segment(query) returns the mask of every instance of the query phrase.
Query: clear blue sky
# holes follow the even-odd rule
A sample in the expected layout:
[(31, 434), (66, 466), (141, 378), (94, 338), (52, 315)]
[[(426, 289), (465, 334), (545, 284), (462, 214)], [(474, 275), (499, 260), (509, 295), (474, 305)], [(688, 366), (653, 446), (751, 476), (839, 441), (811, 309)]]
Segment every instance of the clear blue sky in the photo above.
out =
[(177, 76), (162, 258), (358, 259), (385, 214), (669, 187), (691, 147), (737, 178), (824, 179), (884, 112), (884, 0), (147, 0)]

####

▸ **PROMPT**: Copy the material above line for line, without changing anything.

▸ **RESPONSE TO THIS TASK**:
segment(query) returns the mask of every instance of the query phrase.
Query: clear blue sky
# holes follow the even-odd rule
A sample in the expected layout:
[(31, 434), (66, 466), (141, 378), (94, 338), (52, 315)]
[[(426, 289), (465, 334), (545, 284), (462, 214)], [(474, 275), (499, 260), (509, 295), (474, 305)], [(688, 366), (653, 446), (751, 476), (839, 441), (811, 309)]]
Segment every instance of the clear blue sky in the photo above.
out =
[(177, 76), (162, 258), (358, 259), (385, 214), (669, 187), (691, 147), (737, 178), (824, 179), (884, 112), (884, 0), (147, 0)]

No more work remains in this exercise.